Data listing:
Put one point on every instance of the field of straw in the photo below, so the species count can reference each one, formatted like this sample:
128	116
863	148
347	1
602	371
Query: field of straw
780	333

**WHAT TO PRODUCE**
Could you duplicate the data above line for line, with no changes at all?

**COMPLETED TASK**
Put one point on every instance of the field of straw in the photo below, so the species count can reference each one, formatted like this sample:
128	116
863	148
347	1
602	371
Query: field of straw
780	333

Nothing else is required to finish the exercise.